Present the following data again exactly as it is shown.

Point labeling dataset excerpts
^^^^
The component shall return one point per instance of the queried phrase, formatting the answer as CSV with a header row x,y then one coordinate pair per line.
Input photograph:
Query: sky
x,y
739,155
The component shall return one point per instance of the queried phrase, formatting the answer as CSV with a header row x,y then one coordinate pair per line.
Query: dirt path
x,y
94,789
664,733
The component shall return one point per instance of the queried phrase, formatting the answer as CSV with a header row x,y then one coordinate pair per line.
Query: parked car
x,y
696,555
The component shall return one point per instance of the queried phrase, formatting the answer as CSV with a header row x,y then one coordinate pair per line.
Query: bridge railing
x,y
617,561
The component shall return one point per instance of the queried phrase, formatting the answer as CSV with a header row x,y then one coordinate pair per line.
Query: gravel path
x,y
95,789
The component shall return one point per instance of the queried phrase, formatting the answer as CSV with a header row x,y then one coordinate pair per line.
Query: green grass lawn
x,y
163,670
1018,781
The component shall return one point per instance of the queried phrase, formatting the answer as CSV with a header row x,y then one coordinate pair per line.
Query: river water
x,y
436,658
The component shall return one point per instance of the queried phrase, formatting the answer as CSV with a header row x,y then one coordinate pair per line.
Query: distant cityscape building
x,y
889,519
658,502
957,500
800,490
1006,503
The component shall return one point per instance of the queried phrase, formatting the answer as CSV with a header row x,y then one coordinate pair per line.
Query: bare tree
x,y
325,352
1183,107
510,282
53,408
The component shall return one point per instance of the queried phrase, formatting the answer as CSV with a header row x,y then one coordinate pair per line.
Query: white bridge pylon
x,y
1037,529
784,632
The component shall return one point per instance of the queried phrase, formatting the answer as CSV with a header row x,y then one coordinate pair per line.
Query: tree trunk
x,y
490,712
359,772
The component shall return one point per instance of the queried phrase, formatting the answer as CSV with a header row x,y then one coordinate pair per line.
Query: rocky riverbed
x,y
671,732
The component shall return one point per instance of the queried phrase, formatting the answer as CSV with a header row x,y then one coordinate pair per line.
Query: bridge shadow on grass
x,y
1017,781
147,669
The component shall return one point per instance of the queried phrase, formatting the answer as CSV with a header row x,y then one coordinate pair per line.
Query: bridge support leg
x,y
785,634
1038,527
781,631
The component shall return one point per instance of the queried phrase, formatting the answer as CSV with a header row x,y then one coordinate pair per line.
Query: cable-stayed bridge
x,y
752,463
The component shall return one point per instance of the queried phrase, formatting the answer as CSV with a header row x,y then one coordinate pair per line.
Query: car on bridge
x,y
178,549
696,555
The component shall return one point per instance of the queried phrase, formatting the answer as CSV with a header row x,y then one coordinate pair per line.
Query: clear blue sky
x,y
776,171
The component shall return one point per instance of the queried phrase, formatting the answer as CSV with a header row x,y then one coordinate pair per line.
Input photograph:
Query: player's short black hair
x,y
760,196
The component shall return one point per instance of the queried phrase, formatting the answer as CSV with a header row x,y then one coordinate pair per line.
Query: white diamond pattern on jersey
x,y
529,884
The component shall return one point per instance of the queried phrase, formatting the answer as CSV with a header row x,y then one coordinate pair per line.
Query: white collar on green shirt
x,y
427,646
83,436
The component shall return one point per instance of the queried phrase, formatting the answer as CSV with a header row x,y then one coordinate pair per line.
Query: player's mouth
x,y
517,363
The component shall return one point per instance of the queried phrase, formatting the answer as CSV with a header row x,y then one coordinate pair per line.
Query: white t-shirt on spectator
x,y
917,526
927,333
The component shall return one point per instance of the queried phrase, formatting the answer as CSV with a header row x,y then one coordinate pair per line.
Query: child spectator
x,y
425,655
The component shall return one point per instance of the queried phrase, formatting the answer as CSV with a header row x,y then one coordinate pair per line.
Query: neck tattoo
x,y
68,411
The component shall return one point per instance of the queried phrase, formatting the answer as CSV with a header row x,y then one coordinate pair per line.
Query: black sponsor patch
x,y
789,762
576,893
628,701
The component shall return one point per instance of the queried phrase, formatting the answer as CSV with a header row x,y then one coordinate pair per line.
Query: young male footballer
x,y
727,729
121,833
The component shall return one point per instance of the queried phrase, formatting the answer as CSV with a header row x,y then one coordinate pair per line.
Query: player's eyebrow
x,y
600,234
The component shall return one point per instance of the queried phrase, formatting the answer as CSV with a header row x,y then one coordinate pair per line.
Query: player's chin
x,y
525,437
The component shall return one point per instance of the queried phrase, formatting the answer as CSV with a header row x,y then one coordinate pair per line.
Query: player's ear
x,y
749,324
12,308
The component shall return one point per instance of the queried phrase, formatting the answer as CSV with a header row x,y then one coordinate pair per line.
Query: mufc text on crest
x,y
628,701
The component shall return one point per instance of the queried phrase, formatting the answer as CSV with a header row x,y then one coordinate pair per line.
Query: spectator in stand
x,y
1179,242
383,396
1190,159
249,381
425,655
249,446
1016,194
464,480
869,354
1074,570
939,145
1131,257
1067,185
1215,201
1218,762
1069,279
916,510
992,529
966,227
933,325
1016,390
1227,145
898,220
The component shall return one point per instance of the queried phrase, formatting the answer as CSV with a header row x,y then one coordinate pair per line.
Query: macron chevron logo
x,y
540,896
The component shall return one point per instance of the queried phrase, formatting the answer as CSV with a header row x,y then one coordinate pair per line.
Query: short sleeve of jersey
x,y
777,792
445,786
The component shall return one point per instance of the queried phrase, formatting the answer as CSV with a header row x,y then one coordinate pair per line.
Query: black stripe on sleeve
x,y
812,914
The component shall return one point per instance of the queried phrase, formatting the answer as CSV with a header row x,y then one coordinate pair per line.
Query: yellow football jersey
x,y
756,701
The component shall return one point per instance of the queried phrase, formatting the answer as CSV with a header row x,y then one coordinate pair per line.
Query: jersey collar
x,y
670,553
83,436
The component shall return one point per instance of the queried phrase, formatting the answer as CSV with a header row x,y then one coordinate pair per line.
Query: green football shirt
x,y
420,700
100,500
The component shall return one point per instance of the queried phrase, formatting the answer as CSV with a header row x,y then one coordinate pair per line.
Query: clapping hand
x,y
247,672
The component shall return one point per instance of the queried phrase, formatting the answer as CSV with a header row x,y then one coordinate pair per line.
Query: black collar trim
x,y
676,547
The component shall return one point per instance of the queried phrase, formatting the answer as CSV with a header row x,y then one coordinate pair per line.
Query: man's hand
^^^^
*Written response*
The component shall return one point per instance of the queried phrase, formatting the answer as CSV with a header row x,y then one coordinate pair per line.
Input photograph:
Query: sky
x,y
739,155
The component shall return one point per instance of the queried phrase, formatting the answer as CSV with a header row x,y then one coordinate pair per line.
Query: dirt path
x,y
94,789
664,733
The component shall return one point per instance of the queried phrase, formatting the answer as CSV with a header row x,y then one coordinate pair per line.
Query: parked car
x,y
696,555
The component shall return one point per instance of the queried phrase, formatting the answer as CSV with a header row x,y then one coordinate pair per line.
Query: bridge railing
x,y
617,561
The component shall return one point per instance of the queried phrase, formatting the answer as CSV with a header row x,y then one coordinate pair per line.
Query: gravel path
x,y
95,789
The component shall return one point per instance of the queried phrase, formatting the answer as CSV with a header row x,y then one coordinate pair per line.
Query: green grass lawn
x,y
163,670
1018,781
The component shall return one point per instance of the queried phrase, formatting the answer as CSV with a header row x,y then one coordinate pair per line.
Query: river water
x,y
436,658
The component shall return one point per instance of the queried phrase, formatting the answer as CSV with a header row x,y then one coordinate pair per line.
Query: distant cityscape building
x,y
889,519
658,502
957,500
800,490
1006,503
The component shall return one point per instance of the queried phrase, formatting the answer as CSV with a header row x,y then one coordinate pair per line.
Query: bare tree
x,y
325,352
1183,107
510,282
53,408
The component shall return one point per instance of the queried phrase, formatting the answer as CSV with a header row x,y then one coordinate pair per line.
Query: white bridge pylon
x,y
1037,529
784,632
The component shall return one point per instance of the queried phrase, formatting the answer as CSV with a header row x,y then one coordinate pair per line.
Query: tree trunk
x,y
490,712
359,772
The component shall return one point per instance of the queried phrase, formatting the answer as CSV with a header row x,y then one coordinate pair per line.
Query: rocky riverbed
x,y
671,732
The component shall return one point per instance of the queried phrase, formatting the answer as CSV with a header row x,y then one coordinate pair per line.
Query: bridge shadow on grass
x,y
1017,781
147,669
The component shall return one point per instance of the queried phrase, formatting the answer as CSV with a header row x,y then one coordinate pair per line.
Query: bridge support leg
x,y
785,634
1038,527
781,631
The component shall return one point per instance of the queried phrase, formatting the answer as CSV with a header row x,y then one coordinate pair per line.
Query: cable-stayed bridge
x,y
752,463
The component shall return one point per instance of the queried phrase, formatting the answer as CSV with a header row x,y then one coordinate pair per line.
Query: car on bridge
x,y
178,549
696,555
The component shall return one point per instance of the queried phrase, formatting the answer as CSV with a header row x,y then one coordinate pair per line.
Query: clear blue sky
x,y
776,171
The component shall return one point per instance of the queried phrase, formatting the answer as CSV with a header row x,y then one coordinate pair per line.
Input photograph:
Query: player's short black hair
x,y
760,196
The component shall return one point per instance of the queried phrase, formatting the answer as CSV with a header row x,y then one coordinate pair per line.
Query: white diamond pattern on jersey
x,y
529,884
The component shall return one point per instance of the queried phrase, formatting the answer as CSV with a header row x,y then one coordinate pair per line.
Query: white collar on green shirt
x,y
427,646
83,436
The component shall return one point per instance of the queried phrase, formatting the answer as CSV with a header row x,y then one coordinate pair per line.
Query: player's mouth
x,y
517,363
The component shall return one point per instance of the queried phrase, formatting the answer as CSV with a header row x,y then one coordinate pair per line.
Query: white t-shirt on spectator
x,y
917,526
927,333
The component shall return one point per instance of the queried phrase, formatting the answer as CSV with a header row x,y then one coordinate pair per line.
Query: child spectator
x,y
425,655
The component shall return one point per instance of the queried phrase, formatting the answer as CSV with a header row x,y then one coordinate pair per line.
Query: neck tattoo
x,y
68,411
The component shall return one point per instance of the queried phrase, formatting the answer as CSV with a header row x,y then one coordinate pair per line.
Query: black sponsor patch
x,y
789,762
576,893
628,701
The component shall return one point per instance of the queried phrase, formatting the answer as CSV with a header row x,y then one coordinate pair per line.
Query: young male footballer
x,y
727,729
121,833
The component shall return one point per instance of the queried phrase, formatting the answer as CSV with a header row x,y then one coordinate pair per line.
Query: player's eyebrow
x,y
600,234
The component shall return one point per instance of the queried phrase, formatting the answer as CSV with a header row x,y then one coordinate pair per line.
Query: player's chin
x,y
525,437
The component shall return one point per instance of the queried phrase, formatting the answer as CSV with a header row x,y then one coordinate pair per line.
Query: player's ear
x,y
749,324
12,308
The component shall return one point per instance of the queried phrase, formatting the answer as CSV with a header row x,y then one coordinate pair per line.
Query: mufc text on crest
x,y
628,701
The component shall return one point per instance of the queried phrase, formatting the answer as CSV with a header row x,y then one coordinate pair per line.
Query: spectator in stand
x,y
1179,242
383,396
1190,159
249,381
425,655
249,446
1016,194
464,480
869,354
1074,570
939,145
1131,257
1067,185
1215,201
1218,762
1069,279
916,510
992,529
966,227
933,325
1016,390
1227,145
898,220
The component shall return one point per instance of the queried phrase, formatting the answer as CSV with a header row x,y then one coordinate pair per line.
Query: macron chevron logo
x,y
540,896
The component shall return one point per instance of the queried phrase, formatting the answer as CSV with a header row x,y then one coordinate pair per line.
Query: short sleeve of jersey
x,y
777,792
445,786
The component shall return one point per instance of the queried phrase, formatting the answer as CSV with a header row x,y then one coordinate pair per line.
Query: black stripe on sleeve
x,y
812,914
The component shall return one point per instance of the queried phrase, formatting the answer as CSV with a header row x,y then one coordinate pair per line.
Query: yellow football jersey
x,y
756,701
The component shall return one point per instance of the queried phrase, formatting the answer as CSV with a header row x,y then one coordinate pair per line.
Query: jersey collar
x,y
670,553
83,436
The component shall return one point per instance of the queried phrase, formatting the answer as CSV with a header row x,y then one coordinate pair per line.
Query: green football shirt
x,y
420,700
100,500
The component shall return one point per instance of the queried phrase, formatting the answer as CSV with a header row x,y then one coordinate pair per line.
Query: clapping hand
x,y
247,672
The component shall return one point per instance of the queried phrase, formatting the answer as CSV with a header row x,y then one coordinate pair per line.
Query: black collar trim
x,y
676,547
The component shall return one point per instance of the queried phrase, formatting the answer as CSV with a header row x,y then one coordinate pair per line.
Query: man's hand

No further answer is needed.